__What you will do__: Please find every line in the records below that contains the word "walkway", and copy each of those lines.

__Data provided__:
───

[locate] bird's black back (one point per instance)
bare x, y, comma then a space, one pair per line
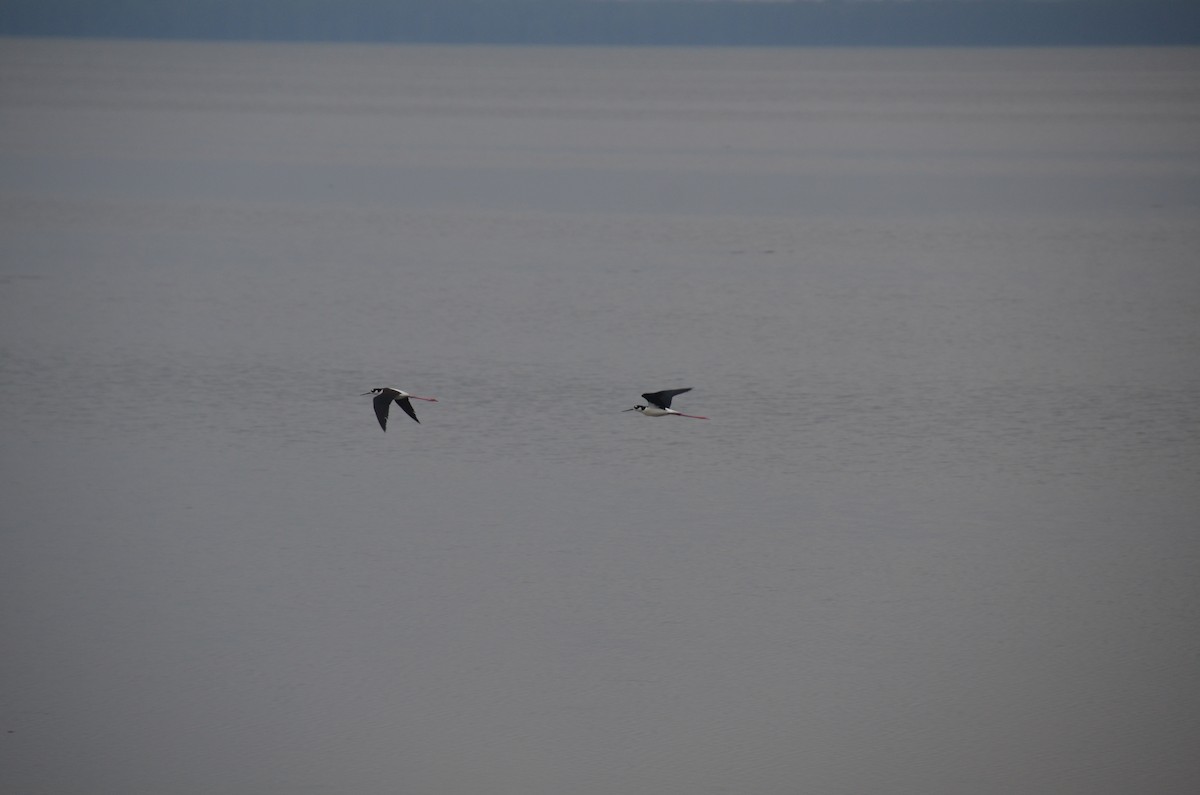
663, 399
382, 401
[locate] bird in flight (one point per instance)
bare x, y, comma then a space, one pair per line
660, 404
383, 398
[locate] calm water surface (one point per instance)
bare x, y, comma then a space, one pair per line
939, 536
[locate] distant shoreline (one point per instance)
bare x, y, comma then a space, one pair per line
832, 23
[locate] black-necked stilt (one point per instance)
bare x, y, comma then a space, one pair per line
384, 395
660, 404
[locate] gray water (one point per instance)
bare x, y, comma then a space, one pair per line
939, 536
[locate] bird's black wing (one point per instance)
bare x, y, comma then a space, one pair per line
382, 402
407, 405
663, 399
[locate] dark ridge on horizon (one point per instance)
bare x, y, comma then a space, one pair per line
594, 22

───

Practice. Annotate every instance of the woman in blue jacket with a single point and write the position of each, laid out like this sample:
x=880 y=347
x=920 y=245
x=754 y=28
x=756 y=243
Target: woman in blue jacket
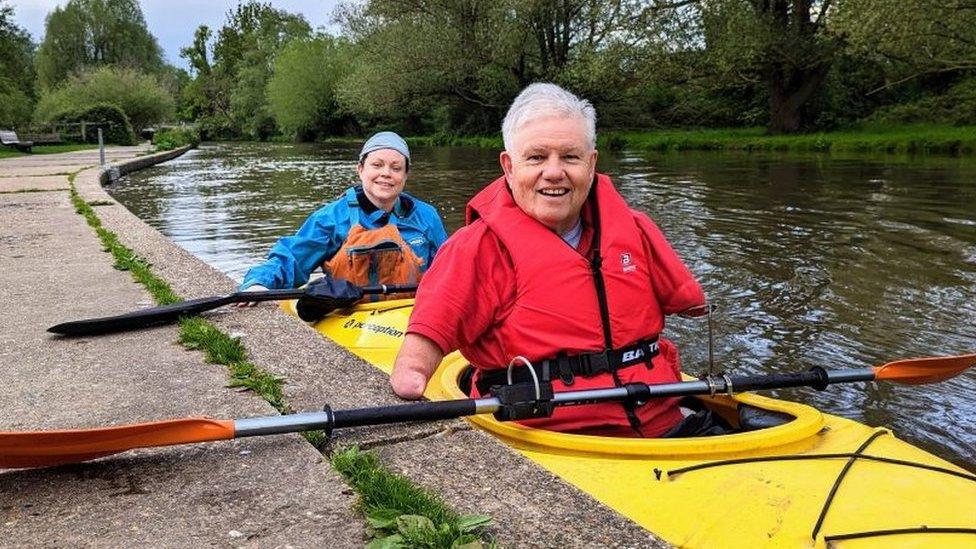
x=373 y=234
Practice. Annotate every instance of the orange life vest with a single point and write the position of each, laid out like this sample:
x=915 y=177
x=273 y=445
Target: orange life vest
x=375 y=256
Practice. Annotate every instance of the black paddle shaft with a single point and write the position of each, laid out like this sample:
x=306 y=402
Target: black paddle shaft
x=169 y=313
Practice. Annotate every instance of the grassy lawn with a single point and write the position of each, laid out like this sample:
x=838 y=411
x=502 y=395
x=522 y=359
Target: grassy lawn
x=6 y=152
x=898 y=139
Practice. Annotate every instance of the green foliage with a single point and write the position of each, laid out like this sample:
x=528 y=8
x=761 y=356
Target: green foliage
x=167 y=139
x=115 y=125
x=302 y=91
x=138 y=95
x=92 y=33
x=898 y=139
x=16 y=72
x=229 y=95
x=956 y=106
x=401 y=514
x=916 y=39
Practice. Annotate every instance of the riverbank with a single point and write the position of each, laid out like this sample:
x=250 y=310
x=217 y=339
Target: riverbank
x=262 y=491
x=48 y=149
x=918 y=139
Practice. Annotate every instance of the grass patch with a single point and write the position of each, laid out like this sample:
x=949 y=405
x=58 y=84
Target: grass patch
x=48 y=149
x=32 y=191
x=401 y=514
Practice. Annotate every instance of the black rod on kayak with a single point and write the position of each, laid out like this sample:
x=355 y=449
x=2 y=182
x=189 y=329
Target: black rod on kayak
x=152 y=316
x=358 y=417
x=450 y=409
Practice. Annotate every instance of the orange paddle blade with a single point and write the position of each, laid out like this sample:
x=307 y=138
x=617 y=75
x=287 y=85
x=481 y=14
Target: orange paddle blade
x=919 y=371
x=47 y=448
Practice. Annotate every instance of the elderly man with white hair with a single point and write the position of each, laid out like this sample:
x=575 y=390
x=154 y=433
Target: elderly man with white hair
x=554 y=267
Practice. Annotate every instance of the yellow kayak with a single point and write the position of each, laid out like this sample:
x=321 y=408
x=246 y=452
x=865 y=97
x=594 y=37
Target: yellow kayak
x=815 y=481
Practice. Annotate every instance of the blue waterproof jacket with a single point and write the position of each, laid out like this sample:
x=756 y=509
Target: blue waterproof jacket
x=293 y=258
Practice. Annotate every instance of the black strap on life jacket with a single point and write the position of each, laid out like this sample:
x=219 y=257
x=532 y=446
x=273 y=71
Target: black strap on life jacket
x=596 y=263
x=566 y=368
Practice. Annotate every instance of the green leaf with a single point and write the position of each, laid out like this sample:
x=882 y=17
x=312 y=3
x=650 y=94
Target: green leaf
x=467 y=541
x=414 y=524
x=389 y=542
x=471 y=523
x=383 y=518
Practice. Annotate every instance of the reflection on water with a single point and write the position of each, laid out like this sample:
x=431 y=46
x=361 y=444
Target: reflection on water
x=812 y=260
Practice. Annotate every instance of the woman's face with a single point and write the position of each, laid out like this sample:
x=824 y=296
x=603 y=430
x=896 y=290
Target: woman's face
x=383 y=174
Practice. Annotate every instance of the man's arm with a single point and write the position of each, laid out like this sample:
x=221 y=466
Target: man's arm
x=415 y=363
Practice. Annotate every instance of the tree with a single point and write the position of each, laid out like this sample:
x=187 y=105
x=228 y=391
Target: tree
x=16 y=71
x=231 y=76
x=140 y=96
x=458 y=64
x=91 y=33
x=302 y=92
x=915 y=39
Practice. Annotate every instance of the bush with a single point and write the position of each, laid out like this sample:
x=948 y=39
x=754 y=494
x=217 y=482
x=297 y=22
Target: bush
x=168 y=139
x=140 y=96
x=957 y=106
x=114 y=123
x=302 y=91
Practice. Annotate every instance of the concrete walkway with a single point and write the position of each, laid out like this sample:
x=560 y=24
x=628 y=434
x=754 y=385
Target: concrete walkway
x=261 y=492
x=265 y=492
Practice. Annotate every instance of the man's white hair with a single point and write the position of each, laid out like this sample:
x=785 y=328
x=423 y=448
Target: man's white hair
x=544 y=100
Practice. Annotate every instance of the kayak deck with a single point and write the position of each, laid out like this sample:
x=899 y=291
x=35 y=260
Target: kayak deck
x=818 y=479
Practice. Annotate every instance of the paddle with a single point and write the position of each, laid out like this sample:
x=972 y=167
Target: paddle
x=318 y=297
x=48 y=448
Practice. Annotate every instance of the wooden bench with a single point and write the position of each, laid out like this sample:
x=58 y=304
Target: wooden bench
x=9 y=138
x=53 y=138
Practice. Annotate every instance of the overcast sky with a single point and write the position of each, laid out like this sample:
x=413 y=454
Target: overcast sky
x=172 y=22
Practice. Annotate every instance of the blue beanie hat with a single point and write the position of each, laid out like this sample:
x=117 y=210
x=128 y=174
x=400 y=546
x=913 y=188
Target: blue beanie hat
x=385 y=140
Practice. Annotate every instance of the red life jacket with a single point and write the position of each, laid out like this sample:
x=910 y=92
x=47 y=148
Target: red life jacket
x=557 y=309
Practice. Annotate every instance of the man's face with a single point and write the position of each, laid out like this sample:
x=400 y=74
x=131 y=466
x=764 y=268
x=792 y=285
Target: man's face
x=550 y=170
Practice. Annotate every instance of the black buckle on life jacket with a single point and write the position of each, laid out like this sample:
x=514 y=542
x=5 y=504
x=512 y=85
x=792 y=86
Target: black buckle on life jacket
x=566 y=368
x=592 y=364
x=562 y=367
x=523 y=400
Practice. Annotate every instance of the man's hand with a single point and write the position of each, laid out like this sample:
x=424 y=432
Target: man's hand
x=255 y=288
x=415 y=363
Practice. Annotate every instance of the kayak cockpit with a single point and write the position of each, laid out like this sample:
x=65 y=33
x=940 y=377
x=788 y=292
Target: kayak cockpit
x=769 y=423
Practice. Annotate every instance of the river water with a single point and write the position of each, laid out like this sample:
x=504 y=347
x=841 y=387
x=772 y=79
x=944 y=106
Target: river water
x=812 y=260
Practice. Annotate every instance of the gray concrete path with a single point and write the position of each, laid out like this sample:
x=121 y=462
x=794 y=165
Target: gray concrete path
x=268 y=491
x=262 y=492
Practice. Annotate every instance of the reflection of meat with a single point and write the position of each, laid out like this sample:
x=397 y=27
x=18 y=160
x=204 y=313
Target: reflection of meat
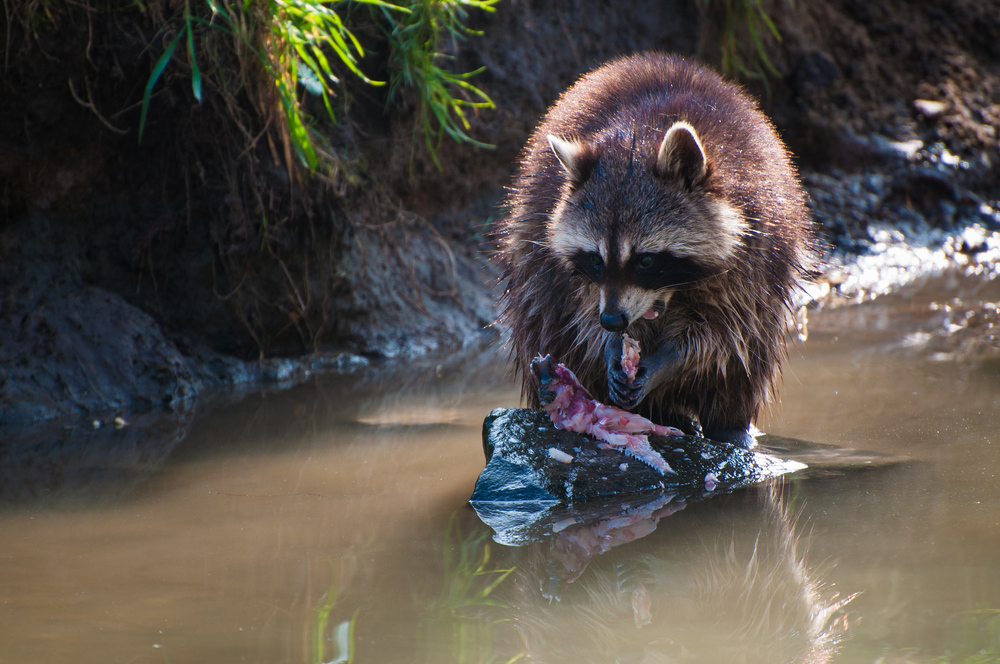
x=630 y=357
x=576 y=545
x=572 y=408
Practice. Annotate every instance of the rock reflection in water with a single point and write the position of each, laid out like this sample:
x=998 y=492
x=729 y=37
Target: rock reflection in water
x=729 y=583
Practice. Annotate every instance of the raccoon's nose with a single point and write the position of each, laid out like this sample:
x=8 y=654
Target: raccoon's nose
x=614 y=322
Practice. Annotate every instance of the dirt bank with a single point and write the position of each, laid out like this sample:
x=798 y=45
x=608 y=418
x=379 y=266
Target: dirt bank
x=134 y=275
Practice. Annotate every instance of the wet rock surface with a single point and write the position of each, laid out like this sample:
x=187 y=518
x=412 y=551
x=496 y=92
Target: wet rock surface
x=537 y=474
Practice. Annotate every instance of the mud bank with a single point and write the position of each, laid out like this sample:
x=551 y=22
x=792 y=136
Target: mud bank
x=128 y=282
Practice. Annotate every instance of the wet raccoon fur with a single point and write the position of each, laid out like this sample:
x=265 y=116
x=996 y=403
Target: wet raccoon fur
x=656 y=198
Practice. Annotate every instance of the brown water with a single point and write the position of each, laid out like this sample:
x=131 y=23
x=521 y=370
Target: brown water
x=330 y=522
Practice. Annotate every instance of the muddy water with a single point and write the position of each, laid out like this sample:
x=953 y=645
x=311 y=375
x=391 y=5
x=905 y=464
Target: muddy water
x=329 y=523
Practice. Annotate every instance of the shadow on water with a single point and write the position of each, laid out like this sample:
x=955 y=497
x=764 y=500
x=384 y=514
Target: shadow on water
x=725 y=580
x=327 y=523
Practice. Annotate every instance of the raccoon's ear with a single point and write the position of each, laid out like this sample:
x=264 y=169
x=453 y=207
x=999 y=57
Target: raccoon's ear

───

__Reply to the exercise__:
Practice. Annotate every instance of the concrete walkway with a single point and write the position of each, laid out like this sample:
Target: concrete walkway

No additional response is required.